##### DATA EXCERPTS #####
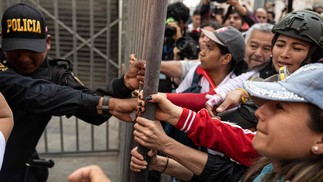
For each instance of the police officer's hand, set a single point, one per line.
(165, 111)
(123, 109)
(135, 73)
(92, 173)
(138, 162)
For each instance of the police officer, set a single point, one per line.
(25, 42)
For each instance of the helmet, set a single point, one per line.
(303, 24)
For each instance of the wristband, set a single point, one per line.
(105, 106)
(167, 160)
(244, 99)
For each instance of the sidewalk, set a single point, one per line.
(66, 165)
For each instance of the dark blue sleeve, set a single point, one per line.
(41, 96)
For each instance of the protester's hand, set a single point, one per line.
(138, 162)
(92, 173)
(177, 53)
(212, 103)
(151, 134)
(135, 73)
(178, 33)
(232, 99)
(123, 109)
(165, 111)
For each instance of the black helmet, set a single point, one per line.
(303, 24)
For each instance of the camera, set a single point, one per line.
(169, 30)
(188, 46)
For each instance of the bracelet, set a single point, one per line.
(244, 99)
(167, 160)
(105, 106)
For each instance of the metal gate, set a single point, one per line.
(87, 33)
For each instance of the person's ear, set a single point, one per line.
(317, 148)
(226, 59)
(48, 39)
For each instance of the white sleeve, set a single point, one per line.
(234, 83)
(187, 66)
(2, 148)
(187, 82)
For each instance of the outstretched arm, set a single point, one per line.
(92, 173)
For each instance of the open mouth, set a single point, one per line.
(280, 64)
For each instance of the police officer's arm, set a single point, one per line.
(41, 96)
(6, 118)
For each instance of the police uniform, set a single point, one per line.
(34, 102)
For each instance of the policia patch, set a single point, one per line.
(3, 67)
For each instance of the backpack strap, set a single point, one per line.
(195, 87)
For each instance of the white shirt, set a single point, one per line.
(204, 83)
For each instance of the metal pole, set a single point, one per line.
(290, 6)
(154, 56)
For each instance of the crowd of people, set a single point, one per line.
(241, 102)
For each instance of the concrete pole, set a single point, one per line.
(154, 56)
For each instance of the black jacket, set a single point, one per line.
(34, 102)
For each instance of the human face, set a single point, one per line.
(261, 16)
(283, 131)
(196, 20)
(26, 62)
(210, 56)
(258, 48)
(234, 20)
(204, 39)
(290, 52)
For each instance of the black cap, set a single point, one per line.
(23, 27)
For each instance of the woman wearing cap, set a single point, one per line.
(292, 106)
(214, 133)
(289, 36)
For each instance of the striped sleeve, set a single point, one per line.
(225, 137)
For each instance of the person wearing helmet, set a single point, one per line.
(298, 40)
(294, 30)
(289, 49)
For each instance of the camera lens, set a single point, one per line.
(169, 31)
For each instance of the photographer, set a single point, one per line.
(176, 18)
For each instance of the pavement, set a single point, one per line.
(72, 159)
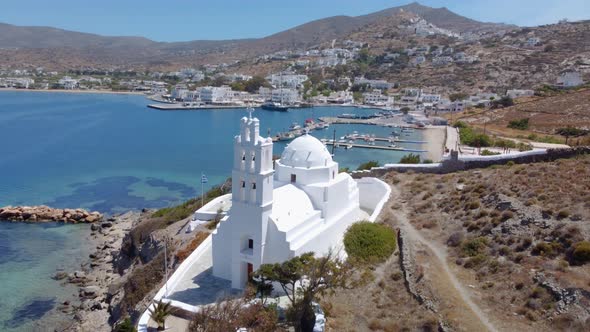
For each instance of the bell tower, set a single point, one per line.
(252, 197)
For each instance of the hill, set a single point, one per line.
#####
WHAT THE TASK ASKS: Starting at the line that contains "For each instance of the crowd", please write out every line to the end of the entries, inclusive, copied exactly and with pictures omitted.

OUTPUT OF THE EXERCISE:
For each instance of the crowd of people, set a single point, one per line.
(241, 102)
For each instance of the concrete pole, set a single point, one per line.
(154, 56)
For each instance of the black jacket, set a single point, one per line.
(34, 102)
For each instance of the human face, set a single point, one per line.
(261, 16)
(283, 131)
(196, 20)
(26, 62)
(210, 56)
(258, 48)
(234, 20)
(204, 39)
(290, 52)
For each instance of the black cap, set a single point, one per line.
(23, 27)
For each instance of the woman wearing cap, set a single point, one per line.
(292, 106)
(214, 133)
(289, 36)
For each instance of the striped sleeve, set a single point, one per line.
(225, 137)
For each instance of the person wearing helmet, set a single point, one per line.
(298, 40)
(294, 30)
(289, 49)
For each instance of the camera lens, set a single point, one per line.
(169, 31)
For each instance of the photographer, set a single point, one per line.
(176, 18)
For each instance of the pavement, set a single point, one per line.
(72, 159)
For each instance of the bell tower, set a single point, one per line.
(252, 197)
For each instance of the hill, set a single point, one per line.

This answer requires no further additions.